*SHORT TASK*:
Pick up the passage on Egypt's crises and the Daniel 11 prophecy after its final sentence and write the next part.

*SELECTED EXCERPT*:
------------------------------------------------------------
Egypt has thus far weathered all of these crises. Partly because of economic bailouts from such countries as Saudi Arabia and the United Arab Emirates. But these countries are now mired in the Iran war. These countries’ own economies are now suffering from the Hormuz closure. And these countries, for the most part, are physically unable to send Egypt energy.

A country as vulnerable as Egypt can only take so many major shocks before the entire system collapses. What will replace it?

‘Thus Says the Lord’

Daniel 11 contains a prophecy for the Middle East of today: “And at the time of the end shall the king of the south push at him: and the king of the north shall come against him like a whirlwind, with chariots, and with horsemen, and with many ships; and he shall enter into the countries, and shall overflow and pass over. … He shall stretch forth his hand also upon the countries: and the land of Egypt shall not escape. But he shall have power over the treasures of gold and of silver, and over all the precious things of Egypt: and the Libyans and the Ethiopians shall be at his steps” (verses 40, 42-43).

As Trumpet editor in chief Gerald Flurry elaborates in his booklet The King of the South, this is speaking of a modern-day clash between Iran and its allies (“the king of the south”) versus a united Europe (“the king of the north”). Verses 42 and 43 show Egypt is attacked along with the king of the south, implying that Egypt belongs to Iran’s alliance.
------------------------------------------------------------
*Stored items*:
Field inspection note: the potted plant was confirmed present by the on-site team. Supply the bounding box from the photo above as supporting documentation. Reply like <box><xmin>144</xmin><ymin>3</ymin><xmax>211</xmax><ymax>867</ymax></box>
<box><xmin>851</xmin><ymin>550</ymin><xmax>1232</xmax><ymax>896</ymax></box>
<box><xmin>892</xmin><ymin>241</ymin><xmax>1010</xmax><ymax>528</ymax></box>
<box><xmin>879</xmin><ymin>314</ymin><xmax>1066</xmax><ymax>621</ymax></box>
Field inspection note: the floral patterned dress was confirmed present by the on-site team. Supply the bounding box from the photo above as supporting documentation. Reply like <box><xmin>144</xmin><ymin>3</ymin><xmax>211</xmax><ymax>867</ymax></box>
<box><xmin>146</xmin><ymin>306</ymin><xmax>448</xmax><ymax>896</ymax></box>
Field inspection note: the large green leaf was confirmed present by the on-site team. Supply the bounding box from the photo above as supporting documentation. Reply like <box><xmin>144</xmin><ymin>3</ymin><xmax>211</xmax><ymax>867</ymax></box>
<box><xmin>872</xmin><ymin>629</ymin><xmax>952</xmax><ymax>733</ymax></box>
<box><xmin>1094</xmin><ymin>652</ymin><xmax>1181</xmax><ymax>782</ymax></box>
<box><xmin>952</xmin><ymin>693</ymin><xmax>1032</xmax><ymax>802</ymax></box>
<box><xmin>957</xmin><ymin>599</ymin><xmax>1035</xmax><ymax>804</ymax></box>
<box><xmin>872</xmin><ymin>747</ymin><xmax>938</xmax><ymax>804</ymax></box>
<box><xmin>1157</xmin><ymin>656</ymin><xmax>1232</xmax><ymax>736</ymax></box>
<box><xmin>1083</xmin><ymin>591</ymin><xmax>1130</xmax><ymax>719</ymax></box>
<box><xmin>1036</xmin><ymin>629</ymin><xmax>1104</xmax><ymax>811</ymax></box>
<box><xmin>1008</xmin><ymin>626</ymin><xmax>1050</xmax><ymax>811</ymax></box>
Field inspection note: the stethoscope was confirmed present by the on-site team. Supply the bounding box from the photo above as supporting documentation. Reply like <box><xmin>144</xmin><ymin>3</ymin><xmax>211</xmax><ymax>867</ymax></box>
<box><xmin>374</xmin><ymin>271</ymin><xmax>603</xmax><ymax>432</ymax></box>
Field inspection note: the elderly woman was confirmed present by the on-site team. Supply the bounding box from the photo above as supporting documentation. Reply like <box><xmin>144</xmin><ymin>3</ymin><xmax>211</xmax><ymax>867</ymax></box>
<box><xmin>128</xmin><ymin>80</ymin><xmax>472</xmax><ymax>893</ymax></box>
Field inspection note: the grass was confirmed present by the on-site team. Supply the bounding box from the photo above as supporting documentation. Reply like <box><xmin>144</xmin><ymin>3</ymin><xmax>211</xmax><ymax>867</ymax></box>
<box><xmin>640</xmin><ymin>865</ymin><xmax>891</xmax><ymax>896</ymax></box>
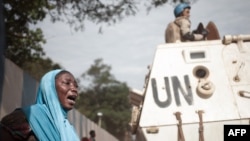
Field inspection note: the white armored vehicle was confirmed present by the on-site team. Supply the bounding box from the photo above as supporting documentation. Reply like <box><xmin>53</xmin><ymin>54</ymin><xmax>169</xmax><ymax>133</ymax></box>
<box><xmin>130</xmin><ymin>35</ymin><xmax>250</xmax><ymax>141</ymax></box>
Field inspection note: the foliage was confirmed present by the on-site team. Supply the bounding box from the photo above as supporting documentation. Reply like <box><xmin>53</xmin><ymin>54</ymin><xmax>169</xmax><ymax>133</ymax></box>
<box><xmin>76</xmin><ymin>59</ymin><xmax>131</xmax><ymax>140</ymax></box>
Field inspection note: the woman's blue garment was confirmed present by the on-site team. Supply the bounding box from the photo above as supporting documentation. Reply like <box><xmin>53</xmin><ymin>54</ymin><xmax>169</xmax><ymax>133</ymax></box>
<box><xmin>22</xmin><ymin>70</ymin><xmax>80</xmax><ymax>141</ymax></box>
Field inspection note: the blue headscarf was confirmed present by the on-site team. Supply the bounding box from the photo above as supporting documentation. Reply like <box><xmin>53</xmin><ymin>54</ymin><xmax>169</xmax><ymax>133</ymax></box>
<box><xmin>22</xmin><ymin>70</ymin><xmax>80</xmax><ymax>141</ymax></box>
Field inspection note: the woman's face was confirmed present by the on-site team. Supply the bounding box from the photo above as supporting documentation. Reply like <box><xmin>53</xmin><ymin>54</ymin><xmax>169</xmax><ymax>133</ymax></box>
<box><xmin>182</xmin><ymin>8</ymin><xmax>190</xmax><ymax>17</ymax></box>
<box><xmin>55</xmin><ymin>72</ymin><xmax>78</xmax><ymax>110</ymax></box>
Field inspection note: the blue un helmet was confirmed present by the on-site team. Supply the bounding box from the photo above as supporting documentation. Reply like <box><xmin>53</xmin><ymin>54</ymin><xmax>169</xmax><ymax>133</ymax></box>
<box><xmin>174</xmin><ymin>3</ymin><xmax>191</xmax><ymax>17</ymax></box>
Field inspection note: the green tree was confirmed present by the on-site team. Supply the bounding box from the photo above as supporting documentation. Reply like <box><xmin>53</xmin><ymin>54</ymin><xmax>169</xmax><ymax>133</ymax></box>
<box><xmin>76</xmin><ymin>59</ymin><xmax>131</xmax><ymax>140</ymax></box>
<box><xmin>2</xmin><ymin>0</ymin><xmax>196</xmax><ymax>79</ymax></box>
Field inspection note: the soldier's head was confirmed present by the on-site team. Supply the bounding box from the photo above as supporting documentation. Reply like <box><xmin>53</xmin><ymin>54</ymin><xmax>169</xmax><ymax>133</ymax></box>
<box><xmin>174</xmin><ymin>3</ymin><xmax>191</xmax><ymax>17</ymax></box>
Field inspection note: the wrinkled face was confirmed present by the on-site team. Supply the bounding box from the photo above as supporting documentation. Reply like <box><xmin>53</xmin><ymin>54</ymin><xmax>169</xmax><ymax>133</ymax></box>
<box><xmin>182</xmin><ymin>8</ymin><xmax>190</xmax><ymax>17</ymax></box>
<box><xmin>55</xmin><ymin>72</ymin><xmax>78</xmax><ymax>110</ymax></box>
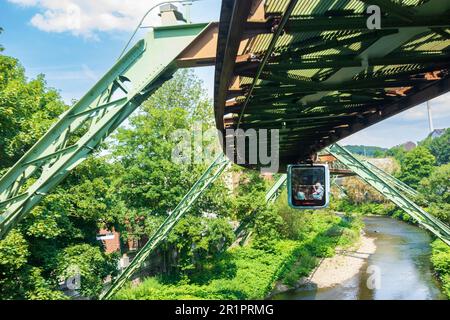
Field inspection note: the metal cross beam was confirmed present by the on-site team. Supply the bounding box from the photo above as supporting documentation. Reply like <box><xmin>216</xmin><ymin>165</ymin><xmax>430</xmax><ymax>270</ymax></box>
<box><xmin>100</xmin><ymin>154</ymin><xmax>229</xmax><ymax>300</ymax></box>
<box><xmin>326</xmin><ymin>144</ymin><xmax>450</xmax><ymax>246</ymax></box>
<box><xmin>0</xmin><ymin>24</ymin><xmax>217</xmax><ymax>239</ymax></box>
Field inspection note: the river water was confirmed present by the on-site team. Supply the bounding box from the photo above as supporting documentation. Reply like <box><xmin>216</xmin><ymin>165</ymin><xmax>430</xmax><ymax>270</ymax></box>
<box><xmin>272</xmin><ymin>217</ymin><xmax>445</xmax><ymax>300</ymax></box>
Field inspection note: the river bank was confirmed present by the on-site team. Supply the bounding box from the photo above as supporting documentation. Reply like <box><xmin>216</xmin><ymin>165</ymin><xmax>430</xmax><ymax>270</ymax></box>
<box><xmin>272</xmin><ymin>216</ymin><xmax>446</xmax><ymax>300</ymax></box>
<box><xmin>270</xmin><ymin>232</ymin><xmax>376</xmax><ymax>296</ymax></box>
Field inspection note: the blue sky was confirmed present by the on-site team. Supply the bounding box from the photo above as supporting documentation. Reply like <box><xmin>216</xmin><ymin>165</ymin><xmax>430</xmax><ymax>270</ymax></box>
<box><xmin>0</xmin><ymin>0</ymin><xmax>450</xmax><ymax>147</ymax></box>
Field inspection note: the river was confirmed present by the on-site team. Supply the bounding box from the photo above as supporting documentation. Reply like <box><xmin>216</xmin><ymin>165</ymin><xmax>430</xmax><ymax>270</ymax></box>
<box><xmin>272</xmin><ymin>216</ymin><xmax>445</xmax><ymax>300</ymax></box>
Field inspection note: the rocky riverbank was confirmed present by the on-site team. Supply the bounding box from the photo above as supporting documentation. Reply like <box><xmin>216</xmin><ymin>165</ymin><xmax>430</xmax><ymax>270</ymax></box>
<box><xmin>271</xmin><ymin>234</ymin><xmax>377</xmax><ymax>296</ymax></box>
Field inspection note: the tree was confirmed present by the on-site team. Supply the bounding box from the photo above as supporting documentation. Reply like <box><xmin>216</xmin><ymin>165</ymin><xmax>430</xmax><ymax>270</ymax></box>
<box><xmin>400</xmin><ymin>147</ymin><xmax>436</xmax><ymax>188</ymax></box>
<box><xmin>0</xmin><ymin>55</ymin><xmax>66</xmax><ymax>170</ymax></box>
<box><xmin>428</xmin><ymin>128</ymin><xmax>450</xmax><ymax>165</ymax></box>
<box><xmin>0</xmin><ymin>27</ymin><xmax>4</xmax><ymax>52</ymax></box>
<box><xmin>112</xmin><ymin>71</ymin><xmax>232</xmax><ymax>216</ymax></box>
<box><xmin>167</xmin><ymin>216</ymin><xmax>234</xmax><ymax>275</ymax></box>
<box><xmin>420</xmin><ymin>163</ymin><xmax>450</xmax><ymax>225</ymax></box>
<box><xmin>55</xmin><ymin>243</ymin><xmax>117</xmax><ymax>298</ymax></box>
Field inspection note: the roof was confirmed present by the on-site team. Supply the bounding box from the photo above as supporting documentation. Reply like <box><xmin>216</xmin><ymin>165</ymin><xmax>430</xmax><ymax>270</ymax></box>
<box><xmin>215</xmin><ymin>0</ymin><xmax>450</xmax><ymax>171</ymax></box>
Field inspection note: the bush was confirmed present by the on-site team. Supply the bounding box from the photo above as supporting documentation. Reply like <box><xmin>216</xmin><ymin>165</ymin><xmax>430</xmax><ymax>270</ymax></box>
<box><xmin>431</xmin><ymin>240</ymin><xmax>450</xmax><ymax>299</ymax></box>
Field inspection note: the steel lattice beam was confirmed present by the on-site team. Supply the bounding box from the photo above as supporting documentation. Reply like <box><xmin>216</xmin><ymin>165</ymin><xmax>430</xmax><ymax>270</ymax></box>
<box><xmin>100</xmin><ymin>154</ymin><xmax>229</xmax><ymax>300</ymax></box>
<box><xmin>0</xmin><ymin>24</ymin><xmax>214</xmax><ymax>239</ymax></box>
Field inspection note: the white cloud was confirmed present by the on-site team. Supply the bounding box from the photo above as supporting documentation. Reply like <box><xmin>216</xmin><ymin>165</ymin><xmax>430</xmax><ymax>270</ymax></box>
<box><xmin>8</xmin><ymin>0</ymin><xmax>181</xmax><ymax>38</ymax></box>
<box><xmin>398</xmin><ymin>93</ymin><xmax>450</xmax><ymax>121</ymax></box>
<box><xmin>341</xmin><ymin>93</ymin><xmax>450</xmax><ymax>148</ymax></box>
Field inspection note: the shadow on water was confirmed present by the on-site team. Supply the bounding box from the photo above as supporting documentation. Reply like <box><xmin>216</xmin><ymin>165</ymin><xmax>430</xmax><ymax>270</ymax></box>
<box><xmin>273</xmin><ymin>217</ymin><xmax>445</xmax><ymax>300</ymax></box>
------------------------------------------------------------
*WRITTEN ANSWER*:
Egypt-Iran relations blossomed briefly under Egypt’s Muslim Brotherhood government from 2011 to 2013. Since then, Egypt’s military has retaken control and drawn closer to the West. But the Bible says this will change. An economic collapse followed by a popular Islamist revolution seems the most likely way.

“Egypt today is facing an even worse economic crisis than it did in 2011,” Mr. Flurry writes. “In circumstances like these, radicalism grows even more popular. Many in Israel and the West underestimate the influence of the Muslim Brotherhood and the popular support for anti-Israel policies. Muslim movements organized by the Muslim Brotherhood have received support throughout Egypt. No new leader could ever get the power to resist such strong beliefs of the Egyptian people. This all plays into the hands of Iran.”

Big changes are coming to Egypt. As the country is hit by stronger and stronger crises, expect Iran and radical Islam to take advantage.